EXCERPT PROVIDED:
_ _ _ _ _

Always Worth Saying’s Question Time Review

Question Time 7th October 2021

The Panel:

Nadhim Zahawi (Conservative)
Lisa Nandy (Labour)
Minette Batters (NFU)
Nick Ferrari (Broadcaster)
Rosie Jones (Comedian)

Venue: Aldershot

We’re doomed, doomed I tell you, doomed, said first questioner Hassan (a Hampshire Hassan no doubt) who wondered how the Tories can be the party of ordinary people as crisis after crisis after crisis fills the pages and airwaves of the fake news media.

Lisa Nandy (Labour) rhymed off a few more, including the poverty caused by cutting Universal Credit.

Regular readers will need no introduction to regular QT panellist Litha who has been frequently covered (no, don’t, behave yourselves) in previous QT Review biographies. Marxist Indian public school boy’s daughter, and Liberal member of the House of Lord’s (Baron Byers OBE PC DL) granddaughter, Comrade Litha is the Shadow Secretary of State for Foreign and Commonwealth Affairs and represents Leave voting Wigan in the House of Commons.

Her husband is Andrew Collins yet another public relations consultancy political spouse, this time on behalf of City of London blue chips.

_ _ _ _ _

RAW DATA:
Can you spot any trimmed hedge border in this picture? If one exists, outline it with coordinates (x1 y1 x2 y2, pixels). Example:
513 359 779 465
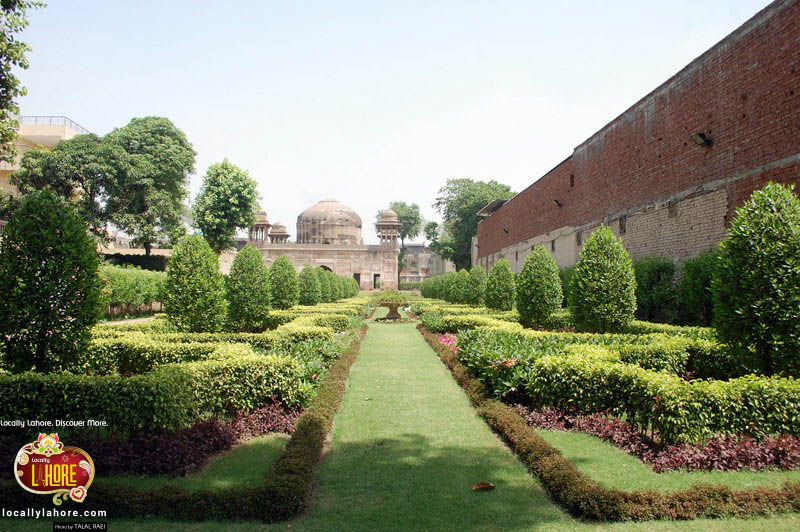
418 325 800 521
0 325 367 522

_ _ _ _ _

PROBLEMS TO SOLVE:
1: In the Question Time review, which town does Lisa Nandy represent in the House of Commons?
2: Copy the portion of the Question Time review starting with "Minette Batters (NFU)" and going on through "cutting Universal Credit.".
3: Write the next part of the Question Time review, picking up after its final sentence.

EXERCISE RESULTS:
1: Wigan.

2:
Minette Batters (NFU)
Nick Ferrari (Broadcaster)
Rosie Jones (Comedian)

Venue: Aldershot

We’re doomed, doomed I tell you, doomed, said first questioner Hassan (a Hampshire Hassan no doubt) who wondered how the Tories can be the party of ordinary people as crisis after crisis after crisis fills the pages and airwaves of the fake news media.

Lisa Nandy (Labour) rhymed off a few more, including the poverty caused by cutting Universal Credit.

3:
Nick Ferrari (broadcaster) mentioned timing. It’s not just about what you say, it’s also about when you say it. Boris had timed his conference speech badly, it being on the day Universal Credit was cut.

A gentleman in the audience, wearing a pink jumper, said when you give somebody something they get used to it and don’t want it taken away. Quite.

Your humble author doesn’t know what Universal Credit payments are but, if they are less than £120 a day, claimants would be better off driving a van. Perhaps if Universal Credit was abolished altogether, recipients would thank us for coaxing them into work?

Minette Batters (National Farmers Union) said we couldn’t take anything for granted. Food supplies? Energy? We need a long term plan. The government doesn’t seem to want to partner with businesses. There’s plenty of food at the farm, but getting it into stomachs needs planning.

Rosie Jones (comedian) thought Boris’s speech was Trump-like. Excellent. For some reason, Rosie was less impressed and found Boris too ‘catchphrase driven’.

A teacher spoke. We work. We work hard. Not in July and August or Christmas or Easter you don’t, love.

“We select our audience carefully,” Bruce reminded us unnecessarily.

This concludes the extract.